- **Task goal**
Rewrite all of the items below, replacing "instance" with "occurrence" and keeping everything else unchanged. Omit the pictures from your answer.

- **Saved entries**
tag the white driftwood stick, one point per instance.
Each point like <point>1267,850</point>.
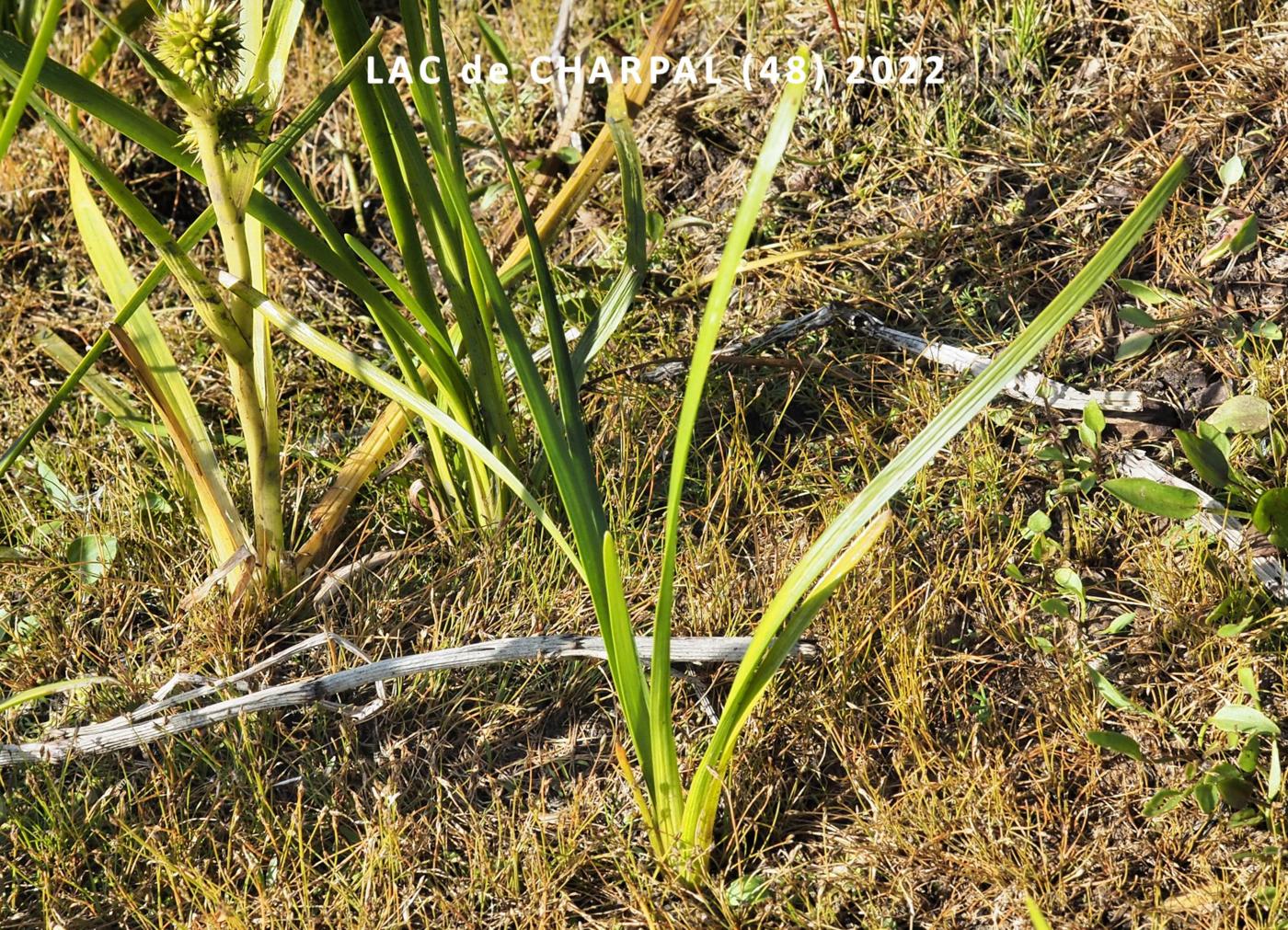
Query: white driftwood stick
<point>1213,521</point>
<point>125,733</point>
<point>1041,390</point>
<point>1028,385</point>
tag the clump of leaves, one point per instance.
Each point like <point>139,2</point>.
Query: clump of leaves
<point>1239,773</point>
<point>1208,450</point>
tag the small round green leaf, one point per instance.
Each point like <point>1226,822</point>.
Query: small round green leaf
<point>1271,515</point>
<point>1230,171</point>
<point>1135,344</point>
<point>1156,498</point>
<point>1163,801</point>
<point>1206,457</point>
<point>1245,719</point>
<point>1242,414</point>
<point>746,890</point>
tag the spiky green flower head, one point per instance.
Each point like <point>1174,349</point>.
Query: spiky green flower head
<point>238,121</point>
<point>201,41</point>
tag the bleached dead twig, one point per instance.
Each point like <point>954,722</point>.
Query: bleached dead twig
<point>1029,385</point>
<point>1213,521</point>
<point>1037,389</point>
<point>132,730</point>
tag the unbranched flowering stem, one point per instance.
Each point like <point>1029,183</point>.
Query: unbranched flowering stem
<point>261,446</point>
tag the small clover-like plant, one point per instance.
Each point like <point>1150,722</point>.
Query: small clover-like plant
<point>1208,448</point>
<point>1240,775</point>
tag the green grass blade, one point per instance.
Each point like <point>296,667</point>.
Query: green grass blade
<point>627,675</point>
<point>358,367</point>
<point>29,74</point>
<point>621,293</point>
<point>44,691</point>
<point>216,509</point>
<point>274,47</point>
<point>704,797</point>
<point>350,31</point>
<point>119,403</point>
<point>270,157</point>
<point>757,186</point>
<point>205,299</point>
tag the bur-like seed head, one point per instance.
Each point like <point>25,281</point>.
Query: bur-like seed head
<point>238,122</point>
<point>201,41</point>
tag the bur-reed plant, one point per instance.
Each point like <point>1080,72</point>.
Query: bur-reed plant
<point>446,350</point>
<point>680,820</point>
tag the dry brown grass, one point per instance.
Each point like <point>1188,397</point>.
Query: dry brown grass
<point>931,771</point>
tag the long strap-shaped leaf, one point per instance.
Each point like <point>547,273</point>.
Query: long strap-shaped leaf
<point>665,758</point>
<point>216,509</point>
<point>270,158</point>
<point>29,71</point>
<point>375,377</point>
<point>749,684</point>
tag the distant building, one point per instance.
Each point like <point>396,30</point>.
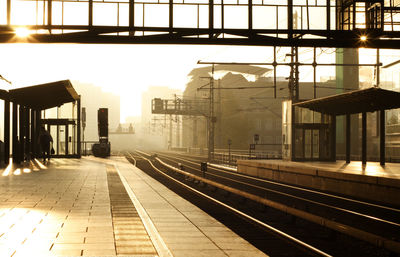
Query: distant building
<point>158,126</point>
<point>94,98</point>
<point>243,108</point>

- **Output for this task**
tag the white driftwood stick, one point per occurrence.
Each point like <point>1267,850</point>.
Query: white driftwood stick
<point>1213,521</point>
<point>125,733</point>
<point>1041,390</point>
<point>1028,385</point>
tag the clump of leaves, one point per occurrence.
Each point like <point>139,2</point>.
Query: clump of leaves
<point>1239,773</point>
<point>1208,450</point>
tag the small round green leaf, one point per occurrence.
Each point like <point>1226,822</point>.
Query: small round green leaf
<point>1271,515</point>
<point>1230,171</point>
<point>1135,344</point>
<point>1156,498</point>
<point>1163,801</point>
<point>1206,457</point>
<point>1245,719</point>
<point>1242,414</point>
<point>746,890</point>
tag the spiky green flower head, one point per occurrence.
Each point like <point>1174,349</point>.
Query: spiky green flower head
<point>238,121</point>
<point>201,41</point>
tag the bleached dead twig, one point per occurrence.
Each point like <point>954,722</point>.
Query: bleached dead twig
<point>1029,385</point>
<point>1213,521</point>
<point>1037,389</point>
<point>132,730</point>
tag the unbranched flowering stem, one point per occurrence.
Each point like <point>1029,183</point>.
Query: unbranched flowering stem
<point>261,446</point>
tag the small clover-like plant, one point per occurrence.
Each point like <point>1150,722</point>.
Query: small clover-like plant
<point>1208,448</point>
<point>1240,775</point>
tag the green grass blade, one point per occurrence.
Each point like <point>296,667</point>.
Query: green grass blade
<point>627,675</point>
<point>358,367</point>
<point>29,74</point>
<point>621,293</point>
<point>44,691</point>
<point>216,509</point>
<point>274,47</point>
<point>704,797</point>
<point>350,31</point>
<point>119,403</point>
<point>270,157</point>
<point>757,186</point>
<point>205,299</point>
tag the bur-like seed head, one point per occurrence.
Each point like <point>25,281</point>.
Query: bur-like seed head
<point>238,122</point>
<point>201,41</point>
tag the bur-reed plant, one point per occurrence.
Each point like <point>1080,72</point>.
Query: bur-reed plant
<point>446,350</point>
<point>680,820</point>
tag the dry brown grass, one point per occurrence.
Each point like <point>1188,397</point>.
Query: dry brown grass
<point>931,771</point>
tag the long strap-shaped leaf, one point per occurrence.
Each point like <point>547,273</point>.
Query: long strap-shaped leaf
<point>665,758</point>
<point>216,509</point>
<point>270,158</point>
<point>29,71</point>
<point>375,377</point>
<point>749,684</point>
tag the distant building, one point per occurrence.
Each point like <point>396,30</point>.
Query: distant building
<point>158,126</point>
<point>94,98</point>
<point>243,108</point>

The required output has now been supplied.